| Aim of the exercise |
Copy out, word for word, the full article extract below on vitamin supplementation and serum oxidized LDL.

Effect of Vitamin Supplementation on Serum Oxidized Low-Density Lipoprotein Levels in Male Subjects with Cardiovascular Disease Risk Factors

Document Type: Original Article


1 Faculty of Health, Bushehr University of Medical Sciences. Bushehr, Iran

2 Department of Nutrition and Dietetics. Faculty of Medicine and Health Sciences, University Putra Malaysia, Malaysia

3 Isfahan Cardiovascular Research Center, Isfahan University of Medical Sciences. Isfahan, Iran


Oxidized low-density lipoproteins (ox-LDLs) appear to play a significant role in atherogenesis. In fact, circulating ox-LDL concentrations have been recognized as a risk factor for cardiovascular disease (CVD). The main objectives of this study were to assess the effects of antioxidant vitamins on ox-LDL as a biomarker of CVD in male subjects with CVD risk factors.
Materials and Methods
The effect of antioxidant vitamins on ox-LDL as a biomarker of CVD in male subjects with CVD in male subjects with CVD risk factors at baseline and after 12 weeks of supplementation with vitamin E (400 IU), C (500 mg), ß-carotene (15 mg), and the combined supplements (E, C, and ß-carotene) respectively defined as group E, C, B and control group was considered as group P.

| Data extracts |
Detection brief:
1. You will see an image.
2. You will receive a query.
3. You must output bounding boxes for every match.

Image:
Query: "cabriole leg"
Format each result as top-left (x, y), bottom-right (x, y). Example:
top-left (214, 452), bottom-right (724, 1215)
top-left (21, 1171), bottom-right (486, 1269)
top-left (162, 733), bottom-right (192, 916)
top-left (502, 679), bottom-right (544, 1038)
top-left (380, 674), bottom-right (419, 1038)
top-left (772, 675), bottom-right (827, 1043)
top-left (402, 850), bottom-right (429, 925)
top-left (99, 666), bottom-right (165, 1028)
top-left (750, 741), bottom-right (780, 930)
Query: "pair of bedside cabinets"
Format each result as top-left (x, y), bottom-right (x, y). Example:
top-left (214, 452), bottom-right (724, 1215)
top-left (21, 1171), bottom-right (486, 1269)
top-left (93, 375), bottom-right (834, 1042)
==
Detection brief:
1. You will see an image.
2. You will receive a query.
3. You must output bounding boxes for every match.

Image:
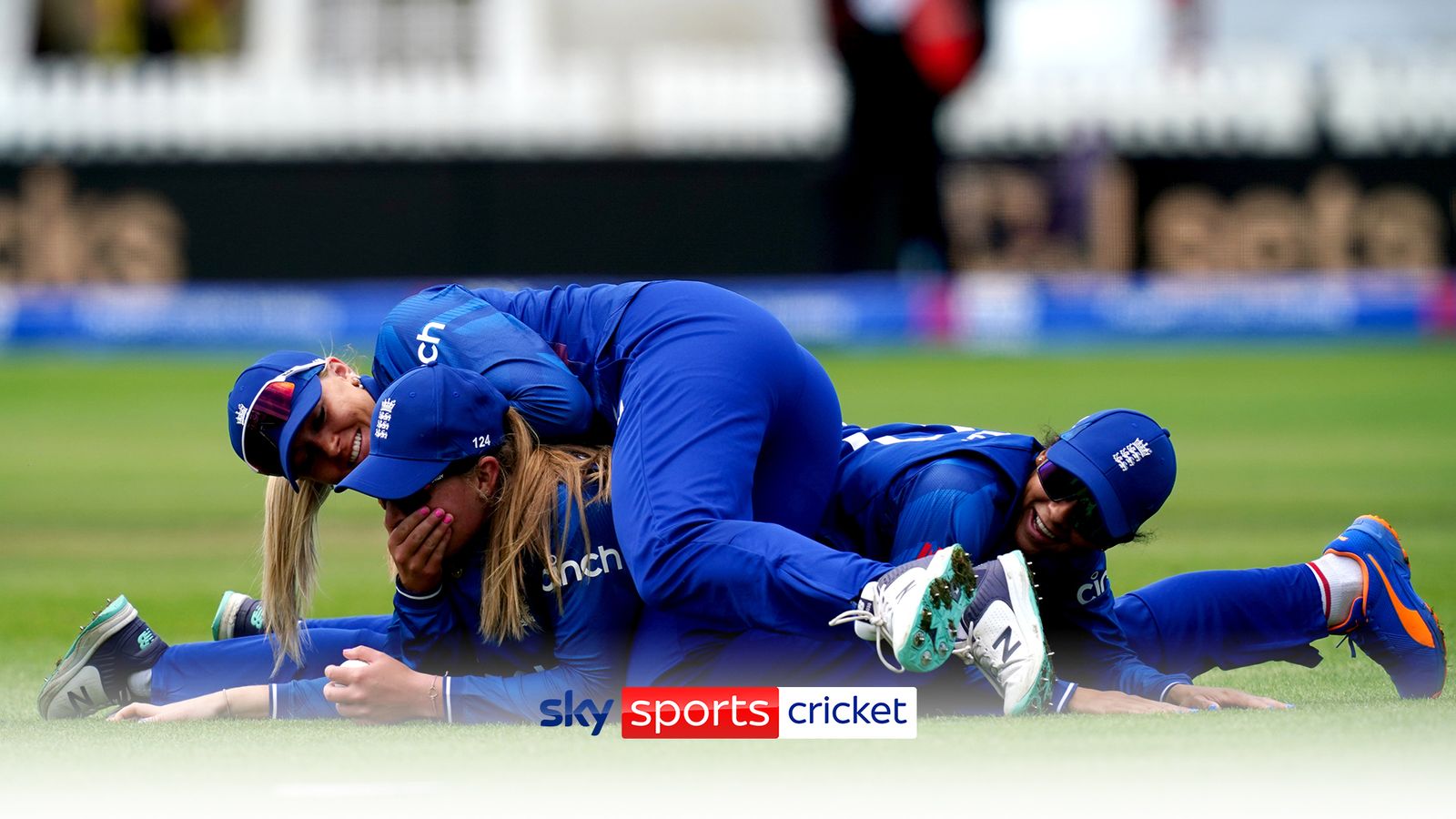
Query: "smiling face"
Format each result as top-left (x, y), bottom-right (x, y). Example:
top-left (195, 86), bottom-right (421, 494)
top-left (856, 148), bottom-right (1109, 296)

| Written answer |
Effect of Vitamin Supplementation on Serum Oxidized Low-Density Lipoprotein Levels in Male Subjects with Cardiovascular Disease Risk Factors

Document Type: Original Article


1 Faculty of Health, Bushehr University of Medical Sciences. Bushehr, Iran

2 Department of Nutrition and Dietetics. Faculty of Medicine and Health Sciences, University Putra Malaysia, Malaysia

3 Isfahan Cardiovascular Research Center, Isfahan University of Medical Sciences. Isfahan, Iran


Oxidized low-density lipoproteins (ox-LDLs) appear to play a significant role in atherogenesis. In fact, circulating ox-LDL concentrations have been recognized as a risk factor for cardiovascular disease (CVD). The main objectives of this study were to assess the effects of antioxidant vitamins on ox-LDL as a biomarker of CVD in male subjects with CVD risk factors.
Materials and Methods
The effect of antioxidant vitamins on ox-LDL as a biomarker of CVD in male subjects with CVD in male subjects with CVD risk factors at baseline and after 12 weeks of supplementation with vitamin E (400 IU), C (500 mg), ß-carotene (15 mg), and the combined supplements (E, C, and ß-carotene) respectively defined as group E, C, B and control group was considered as group P.